To be done: Rewrite every item below with "instance" changed to "occurrence" and nothing else altered. Leave the pictures out of your answer.

Dataset content:
|---|

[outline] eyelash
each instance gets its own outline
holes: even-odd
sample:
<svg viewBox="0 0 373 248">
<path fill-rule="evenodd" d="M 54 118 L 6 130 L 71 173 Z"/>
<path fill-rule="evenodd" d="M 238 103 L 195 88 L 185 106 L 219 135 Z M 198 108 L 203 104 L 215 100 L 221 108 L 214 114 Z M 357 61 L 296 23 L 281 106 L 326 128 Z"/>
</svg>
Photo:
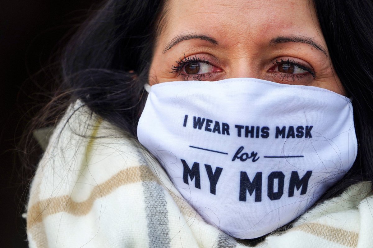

|---|

Reply to the exercise:
[outline] eyelash
each occurrence gets its own outline
holes: even-odd
sample:
<svg viewBox="0 0 373 248">
<path fill-rule="evenodd" d="M 54 118 L 6 130 L 71 173 Z"/>
<path fill-rule="evenodd" d="M 238 103 L 195 88 L 185 106 L 219 135 Z M 198 108 L 203 104 L 215 100 L 221 108 L 214 114 Z M 357 61 L 296 23 L 281 106 L 326 128 Z"/>
</svg>
Photo:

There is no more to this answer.